= EXERCISE =
Determine how many lines of the listing below include the string "light". Output the number and nothing more.

※ ※ ※

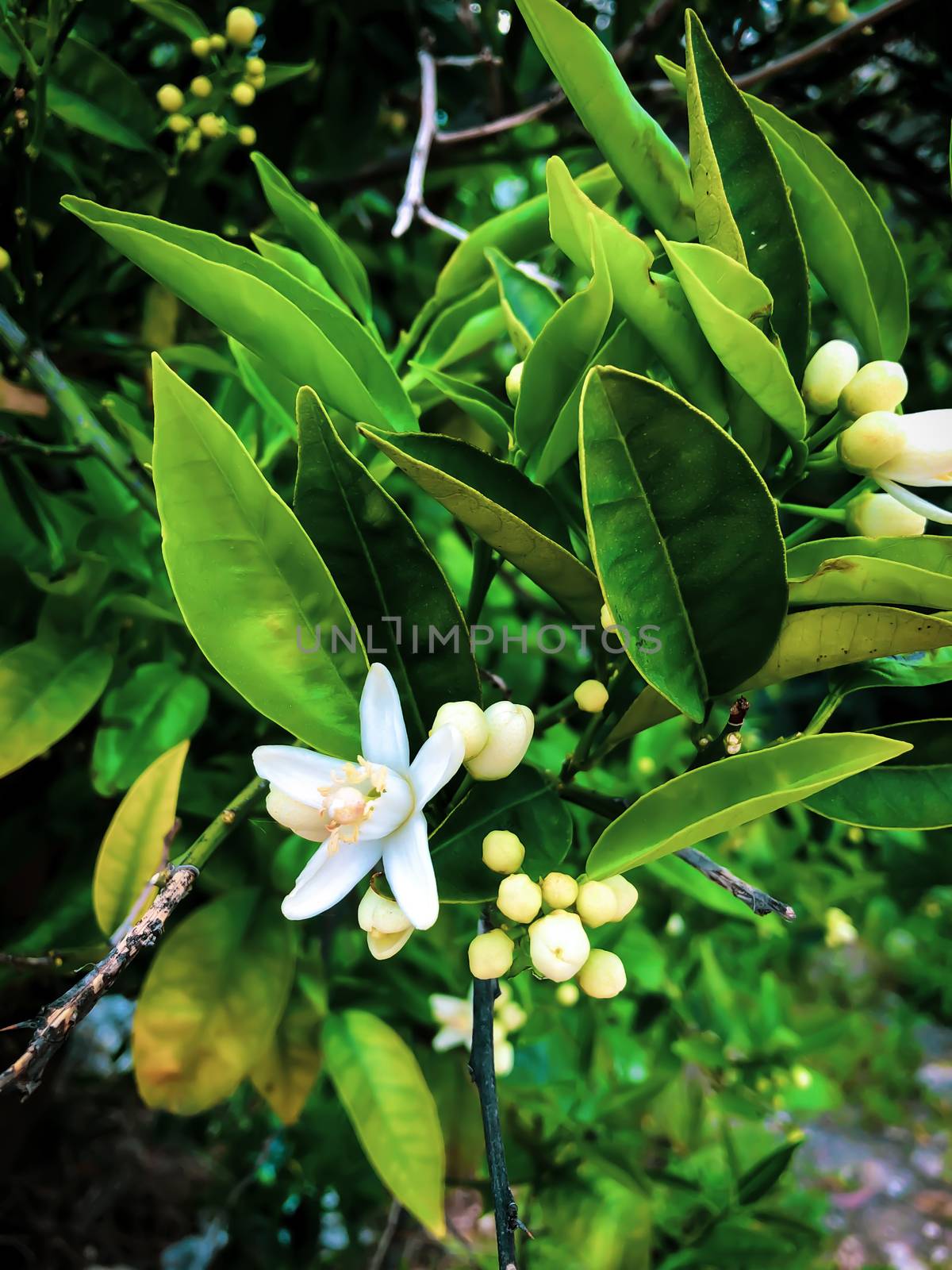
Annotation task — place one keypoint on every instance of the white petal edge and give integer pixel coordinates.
(409, 869)
(327, 878)
(382, 728)
(437, 762)
(295, 772)
(920, 506)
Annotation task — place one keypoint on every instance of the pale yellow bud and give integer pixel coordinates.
(241, 27)
(880, 516)
(827, 374)
(171, 98)
(626, 895)
(509, 734)
(590, 696)
(876, 387)
(470, 722)
(520, 899)
(559, 945)
(513, 383)
(501, 851)
(386, 924)
(603, 975)
(568, 994)
(559, 891)
(490, 956)
(596, 903)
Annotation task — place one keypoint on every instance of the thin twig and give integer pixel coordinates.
(413, 192)
(484, 1076)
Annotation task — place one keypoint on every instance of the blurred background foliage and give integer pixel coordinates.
(645, 1133)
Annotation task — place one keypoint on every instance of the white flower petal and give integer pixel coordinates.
(437, 761)
(920, 506)
(409, 869)
(382, 728)
(328, 878)
(301, 774)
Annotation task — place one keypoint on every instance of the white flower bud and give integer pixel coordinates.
(559, 945)
(590, 696)
(501, 851)
(626, 895)
(470, 722)
(386, 924)
(509, 734)
(520, 899)
(490, 956)
(827, 374)
(880, 516)
(603, 975)
(513, 383)
(597, 903)
(876, 387)
(559, 891)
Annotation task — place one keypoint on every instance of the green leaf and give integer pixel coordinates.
(385, 569)
(527, 304)
(759, 229)
(46, 687)
(730, 793)
(393, 1111)
(493, 416)
(524, 803)
(518, 233)
(286, 1072)
(685, 537)
(641, 156)
(913, 791)
(653, 302)
(317, 239)
(247, 577)
(152, 711)
(729, 302)
(211, 1003)
(916, 572)
(268, 310)
(558, 361)
(132, 849)
(501, 506)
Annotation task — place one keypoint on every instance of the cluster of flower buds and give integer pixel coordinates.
(495, 738)
(240, 29)
(555, 914)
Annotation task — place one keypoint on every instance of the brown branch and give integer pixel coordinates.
(57, 1022)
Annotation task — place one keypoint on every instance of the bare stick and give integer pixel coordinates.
(412, 202)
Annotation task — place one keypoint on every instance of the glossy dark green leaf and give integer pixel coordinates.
(384, 569)
(152, 711)
(559, 359)
(249, 582)
(653, 302)
(641, 156)
(916, 572)
(503, 507)
(702, 571)
(211, 1001)
(730, 793)
(524, 803)
(912, 791)
(390, 1105)
(317, 239)
(727, 141)
(527, 304)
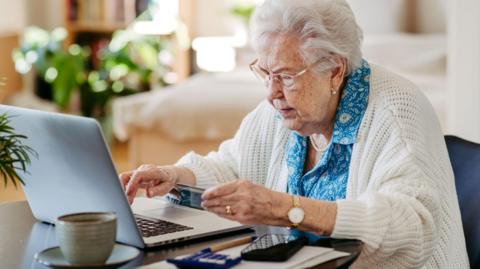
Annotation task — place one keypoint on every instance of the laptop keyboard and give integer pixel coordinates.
(156, 227)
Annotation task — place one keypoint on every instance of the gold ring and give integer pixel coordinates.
(228, 209)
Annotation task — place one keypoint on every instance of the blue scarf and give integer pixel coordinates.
(328, 179)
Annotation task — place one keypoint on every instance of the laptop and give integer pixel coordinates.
(74, 173)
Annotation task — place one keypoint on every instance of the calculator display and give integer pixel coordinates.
(268, 241)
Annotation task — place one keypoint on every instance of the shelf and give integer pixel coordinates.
(95, 27)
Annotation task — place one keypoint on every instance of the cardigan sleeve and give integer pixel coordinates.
(223, 165)
(397, 215)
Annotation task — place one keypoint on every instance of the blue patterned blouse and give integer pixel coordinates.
(328, 179)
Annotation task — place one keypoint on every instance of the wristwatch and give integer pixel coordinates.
(296, 213)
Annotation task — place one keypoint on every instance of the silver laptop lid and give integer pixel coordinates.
(74, 171)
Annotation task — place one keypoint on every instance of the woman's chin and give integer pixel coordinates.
(293, 124)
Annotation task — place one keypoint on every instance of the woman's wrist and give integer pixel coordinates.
(282, 202)
(181, 175)
(319, 215)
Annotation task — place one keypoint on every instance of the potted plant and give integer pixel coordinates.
(14, 155)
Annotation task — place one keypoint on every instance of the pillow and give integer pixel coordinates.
(380, 16)
(424, 54)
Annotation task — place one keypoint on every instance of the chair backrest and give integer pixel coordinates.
(465, 159)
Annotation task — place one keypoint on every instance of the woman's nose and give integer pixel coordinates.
(274, 90)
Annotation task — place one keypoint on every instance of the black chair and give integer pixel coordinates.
(465, 159)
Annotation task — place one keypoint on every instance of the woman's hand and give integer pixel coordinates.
(156, 180)
(249, 203)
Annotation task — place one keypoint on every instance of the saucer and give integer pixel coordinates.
(121, 254)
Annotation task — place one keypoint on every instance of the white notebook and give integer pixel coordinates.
(307, 257)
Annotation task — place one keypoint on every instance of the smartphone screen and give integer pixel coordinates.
(186, 195)
(273, 247)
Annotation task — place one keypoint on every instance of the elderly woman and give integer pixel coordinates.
(342, 147)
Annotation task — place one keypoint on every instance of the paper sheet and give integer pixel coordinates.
(308, 256)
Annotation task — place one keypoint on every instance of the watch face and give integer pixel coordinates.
(295, 215)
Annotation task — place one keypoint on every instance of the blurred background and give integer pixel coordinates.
(164, 77)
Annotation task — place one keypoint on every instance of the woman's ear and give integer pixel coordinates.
(338, 73)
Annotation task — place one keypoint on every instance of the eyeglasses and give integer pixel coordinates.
(286, 80)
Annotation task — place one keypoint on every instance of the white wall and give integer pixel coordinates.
(213, 18)
(46, 14)
(12, 16)
(431, 16)
(464, 69)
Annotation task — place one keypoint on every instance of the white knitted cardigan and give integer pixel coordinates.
(401, 199)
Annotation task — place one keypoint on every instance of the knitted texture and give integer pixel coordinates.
(401, 199)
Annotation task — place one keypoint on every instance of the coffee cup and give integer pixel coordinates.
(86, 239)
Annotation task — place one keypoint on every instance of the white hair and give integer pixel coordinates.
(325, 28)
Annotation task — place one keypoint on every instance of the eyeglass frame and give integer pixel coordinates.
(278, 75)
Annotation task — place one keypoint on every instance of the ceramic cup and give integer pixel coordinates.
(86, 238)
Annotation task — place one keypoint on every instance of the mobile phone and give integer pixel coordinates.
(273, 247)
(186, 195)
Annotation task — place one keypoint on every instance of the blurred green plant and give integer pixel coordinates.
(244, 11)
(13, 154)
(130, 63)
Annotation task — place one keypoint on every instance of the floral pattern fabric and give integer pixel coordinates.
(328, 179)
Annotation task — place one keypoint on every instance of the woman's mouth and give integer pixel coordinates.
(285, 112)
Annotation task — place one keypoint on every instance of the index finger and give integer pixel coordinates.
(133, 184)
(125, 178)
(220, 190)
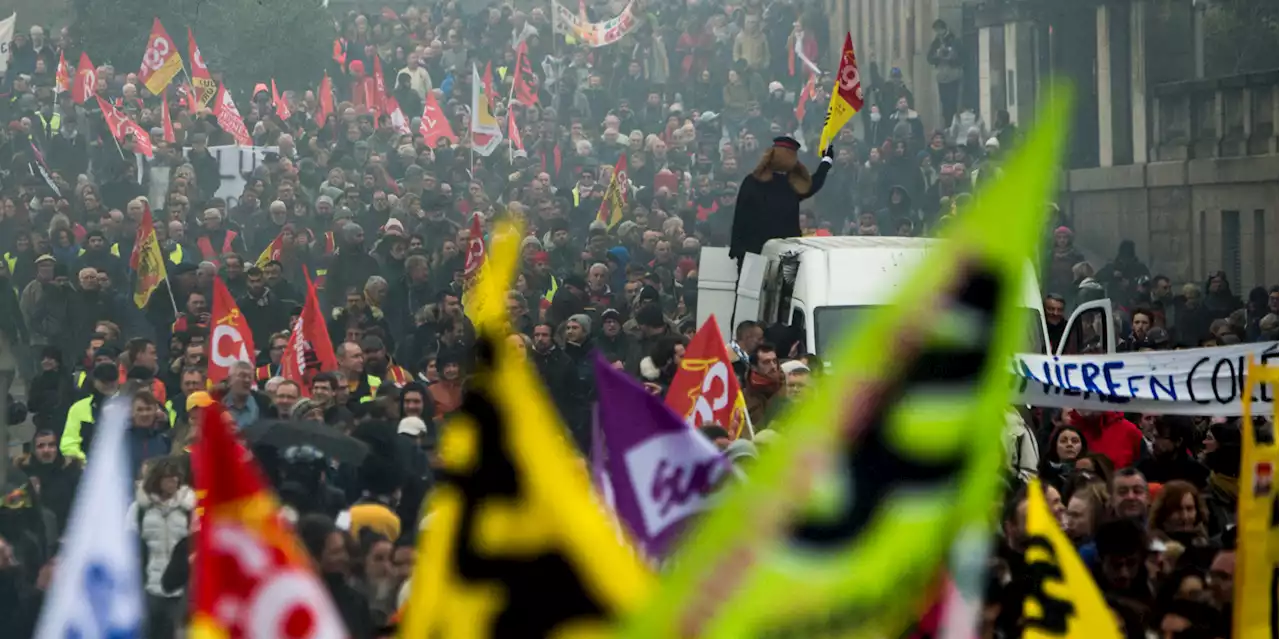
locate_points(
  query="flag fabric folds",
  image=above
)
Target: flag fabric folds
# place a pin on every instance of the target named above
(659, 471)
(86, 81)
(309, 348)
(485, 132)
(892, 453)
(160, 60)
(846, 97)
(167, 119)
(517, 546)
(200, 77)
(434, 124)
(704, 389)
(615, 204)
(1257, 539)
(123, 127)
(251, 578)
(229, 118)
(146, 261)
(1066, 602)
(97, 590)
(231, 338)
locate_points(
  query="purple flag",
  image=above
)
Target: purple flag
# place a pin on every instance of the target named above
(658, 470)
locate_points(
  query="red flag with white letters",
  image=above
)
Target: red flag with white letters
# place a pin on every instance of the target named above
(231, 338)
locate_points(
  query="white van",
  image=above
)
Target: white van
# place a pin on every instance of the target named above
(823, 284)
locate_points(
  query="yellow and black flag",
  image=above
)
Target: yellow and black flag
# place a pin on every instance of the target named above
(517, 544)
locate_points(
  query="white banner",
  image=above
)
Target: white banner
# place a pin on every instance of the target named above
(1191, 382)
(7, 41)
(233, 164)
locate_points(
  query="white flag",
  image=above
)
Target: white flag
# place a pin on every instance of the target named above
(485, 132)
(97, 590)
(7, 40)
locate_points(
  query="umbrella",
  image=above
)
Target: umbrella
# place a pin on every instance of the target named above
(321, 437)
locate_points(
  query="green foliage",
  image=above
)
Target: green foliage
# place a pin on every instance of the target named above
(1242, 36)
(250, 41)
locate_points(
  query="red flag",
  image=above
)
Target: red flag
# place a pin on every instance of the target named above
(378, 101)
(252, 579)
(122, 127)
(86, 80)
(489, 94)
(522, 82)
(229, 119)
(475, 249)
(310, 350)
(165, 119)
(200, 77)
(397, 115)
(282, 108)
(160, 62)
(513, 129)
(231, 339)
(63, 77)
(704, 389)
(434, 126)
(325, 100)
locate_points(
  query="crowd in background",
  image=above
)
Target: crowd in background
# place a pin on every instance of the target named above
(382, 219)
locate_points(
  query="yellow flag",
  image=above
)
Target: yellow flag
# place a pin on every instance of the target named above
(846, 97)
(1257, 534)
(517, 546)
(1066, 602)
(890, 456)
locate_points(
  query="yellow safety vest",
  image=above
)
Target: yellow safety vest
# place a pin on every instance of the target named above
(80, 412)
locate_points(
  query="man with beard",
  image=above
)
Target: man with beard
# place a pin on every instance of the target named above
(53, 474)
(351, 265)
(97, 255)
(264, 310)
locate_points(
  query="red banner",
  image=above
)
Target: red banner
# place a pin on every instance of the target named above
(282, 106)
(435, 126)
(160, 62)
(63, 77)
(251, 579)
(310, 350)
(122, 127)
(522, 83)
(229, 119)
(200, 77)
(86, 80)
(231, 338)
(704, 389)
(324, 100)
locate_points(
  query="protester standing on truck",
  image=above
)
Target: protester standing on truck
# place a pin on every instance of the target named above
(768, 202)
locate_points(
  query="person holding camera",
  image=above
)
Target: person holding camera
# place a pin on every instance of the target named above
(945, 55)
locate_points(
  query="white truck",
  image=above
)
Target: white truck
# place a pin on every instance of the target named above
(823, 286)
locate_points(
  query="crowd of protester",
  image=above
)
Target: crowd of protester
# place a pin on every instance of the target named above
(382, 220)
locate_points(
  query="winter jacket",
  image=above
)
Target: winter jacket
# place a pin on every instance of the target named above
(160, 524)
(1110, 434)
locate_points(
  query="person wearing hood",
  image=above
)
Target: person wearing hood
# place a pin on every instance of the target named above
(1111, 434)
(351, 265)
(768, 201)
(160, 516)
(56, 475)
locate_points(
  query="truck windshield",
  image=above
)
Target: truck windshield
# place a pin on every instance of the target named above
(833, 322)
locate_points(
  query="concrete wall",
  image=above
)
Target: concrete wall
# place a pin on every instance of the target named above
(1175, 210)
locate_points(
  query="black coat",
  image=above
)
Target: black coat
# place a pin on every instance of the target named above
(768, 210)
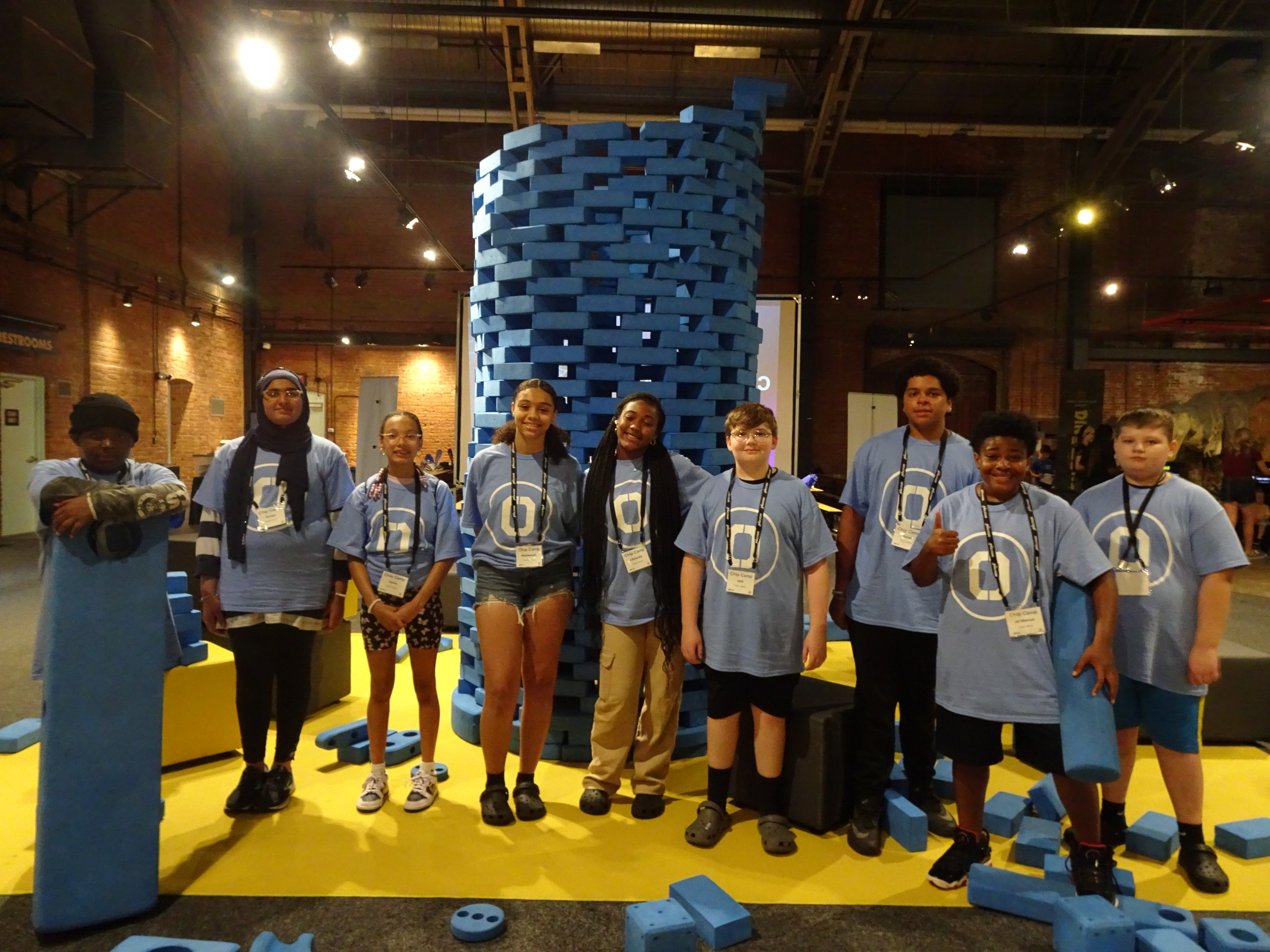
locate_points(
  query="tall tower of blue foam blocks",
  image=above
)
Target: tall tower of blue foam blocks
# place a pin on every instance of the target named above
(609, 263)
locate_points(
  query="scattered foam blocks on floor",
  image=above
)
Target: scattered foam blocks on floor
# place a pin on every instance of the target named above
(1248, 839)
(1154, 836)
(721, 921)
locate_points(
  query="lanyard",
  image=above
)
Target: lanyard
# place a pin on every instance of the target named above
(992, 548)
(935, 480)
(613, 507)
(516, 508)
(1131, 523)
(759, 520)
(384, 529)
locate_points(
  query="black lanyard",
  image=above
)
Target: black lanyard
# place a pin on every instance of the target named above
(1131, 523)
(384, 529)
(613, 507)
(759, 520)
(992, 548)
(516, 508)
(935, 480)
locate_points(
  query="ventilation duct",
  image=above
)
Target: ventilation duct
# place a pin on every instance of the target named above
(46, 72)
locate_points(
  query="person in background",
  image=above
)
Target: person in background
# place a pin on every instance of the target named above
(401, 534)
(266, 576)
(102, 492)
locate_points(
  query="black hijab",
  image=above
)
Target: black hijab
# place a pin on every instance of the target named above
(291, 444)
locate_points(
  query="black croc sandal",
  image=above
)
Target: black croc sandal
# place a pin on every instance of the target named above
(529, 804)
(494, 809)
(709, 827)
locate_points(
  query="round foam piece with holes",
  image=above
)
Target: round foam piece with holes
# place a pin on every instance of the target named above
(479, 922)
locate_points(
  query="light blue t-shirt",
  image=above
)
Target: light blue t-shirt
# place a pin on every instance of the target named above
(628, 597)
(881, 592)
(981, 671)
(360, 531)
(760, 634)
(488, 506)
(1184, 536)
(287, 570)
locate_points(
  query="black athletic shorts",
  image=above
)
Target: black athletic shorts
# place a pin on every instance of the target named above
(977, 742)
(729, 692)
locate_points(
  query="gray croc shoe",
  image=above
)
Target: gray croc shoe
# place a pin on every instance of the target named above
(776, 835)
(712, 823)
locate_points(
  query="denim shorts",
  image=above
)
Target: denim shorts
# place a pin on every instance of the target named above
(524, 588)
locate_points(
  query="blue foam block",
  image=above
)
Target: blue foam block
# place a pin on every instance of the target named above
(661, 926)
(1090, 752)
(478, 922)
(19, 736)
(97, 859)
(1154, 836)
(1092, 925)
(1248, 839)
(906, 823)
(1232, 935)
(721, 921)
(1036, 839)
(1159, 916)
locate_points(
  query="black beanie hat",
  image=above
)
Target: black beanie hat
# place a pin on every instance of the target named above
(105, 410)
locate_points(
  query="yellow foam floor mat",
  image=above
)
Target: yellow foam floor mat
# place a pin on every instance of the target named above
(321, 846)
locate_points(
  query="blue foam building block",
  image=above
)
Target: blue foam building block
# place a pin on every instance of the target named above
(661, 926)
(1090, 752)
(1232, 935)
(1044, 798)
(1036, 839)
(19, 736)
(1154, 836)
(721, 921)
(906, 823)
(97, 859)
(1092, 925)
(1248, 839)
(1159, 916)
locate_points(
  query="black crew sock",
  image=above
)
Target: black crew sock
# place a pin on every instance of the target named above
(1191, 835)
(718, 781)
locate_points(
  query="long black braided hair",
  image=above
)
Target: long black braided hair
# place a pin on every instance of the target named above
(665, 522)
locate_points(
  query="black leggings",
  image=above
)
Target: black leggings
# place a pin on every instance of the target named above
(265, 654)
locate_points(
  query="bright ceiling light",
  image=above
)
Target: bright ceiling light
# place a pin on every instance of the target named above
(260, 61)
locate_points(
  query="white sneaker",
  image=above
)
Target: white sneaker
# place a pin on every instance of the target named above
(375, 791)
(423, 793)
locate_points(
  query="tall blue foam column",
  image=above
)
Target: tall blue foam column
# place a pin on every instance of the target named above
(610, 263)
(98, 810)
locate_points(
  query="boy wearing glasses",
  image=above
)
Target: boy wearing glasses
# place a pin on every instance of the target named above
(751, 537)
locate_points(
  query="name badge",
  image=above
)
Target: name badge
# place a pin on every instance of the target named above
(637, 558)
(1021, 622)
(271, 517)
(393, 584)
(529, 556)
(741, 582)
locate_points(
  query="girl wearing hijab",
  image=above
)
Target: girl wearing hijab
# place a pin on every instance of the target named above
(270, 501)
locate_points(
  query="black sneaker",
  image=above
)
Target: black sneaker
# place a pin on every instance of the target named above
(864, 832)
(279, 787)
(1202, 870)
(246, 798)
(953, 869)
(1093, 871)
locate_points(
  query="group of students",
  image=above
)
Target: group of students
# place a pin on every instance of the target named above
(945, 562)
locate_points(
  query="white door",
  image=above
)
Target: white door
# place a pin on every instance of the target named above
(22, 446)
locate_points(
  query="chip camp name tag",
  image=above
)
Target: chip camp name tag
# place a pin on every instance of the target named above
(637, 558)
(529, 556)
(271, 517)
(393, 584)
(741, 582)
(1021, 622)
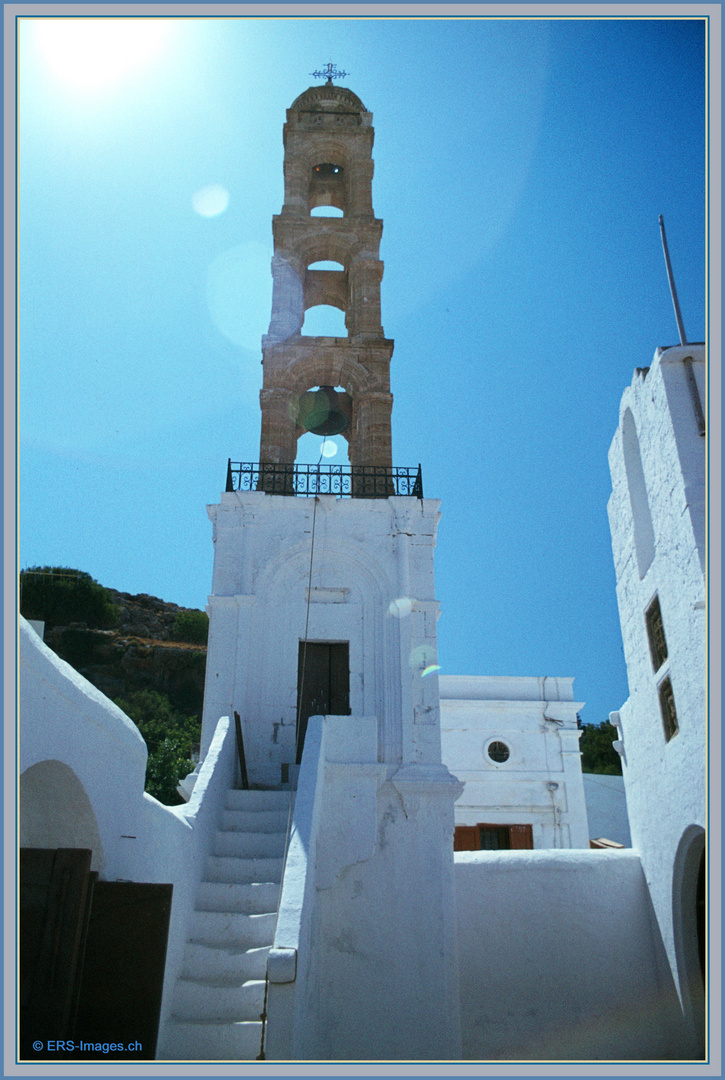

※ ※ ※

= OUTPUT OF THE EXERCISE =
4